[Saved data entries]
>>
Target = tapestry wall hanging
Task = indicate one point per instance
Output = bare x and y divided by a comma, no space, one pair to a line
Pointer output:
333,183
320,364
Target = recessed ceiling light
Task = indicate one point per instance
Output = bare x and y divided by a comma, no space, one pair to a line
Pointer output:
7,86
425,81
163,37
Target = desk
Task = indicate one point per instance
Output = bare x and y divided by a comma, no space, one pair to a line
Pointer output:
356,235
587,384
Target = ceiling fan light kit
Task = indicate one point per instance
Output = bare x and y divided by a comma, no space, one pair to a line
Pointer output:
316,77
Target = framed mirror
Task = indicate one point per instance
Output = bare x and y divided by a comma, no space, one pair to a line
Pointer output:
<<
### [About this task]
Your reply should consist of the records, duplicated exactly.

### [Task output]
Target = tapestry wall hanging
Task = indicate one point per instance
Output = bare x and y divided by a comma, no space, one pair to a line
Pointer output:
333,183
320,364
Target = recessed ceiling light
Task = indicate one point per instance
Output = bare x and y divided by a comma, no space, one pair to a line
Pointer output:
7,86
425,81
163,37
Target = desk
Task = indicate one point per instance
Output = bare x and y divided by a comma, no space, one pair to a line
Pointer output:
356,235
587,384
Target = ceiling fan light kit
Task = indicate one point per instance
Output = bare x and y divided by a comma, no space, one pair to a line
Pointer output:
316,77
Target = framed mirror
Task = indicate one point per instance
Output = bare x and y divided by a comma, no space, one pair to a line
Pointer output:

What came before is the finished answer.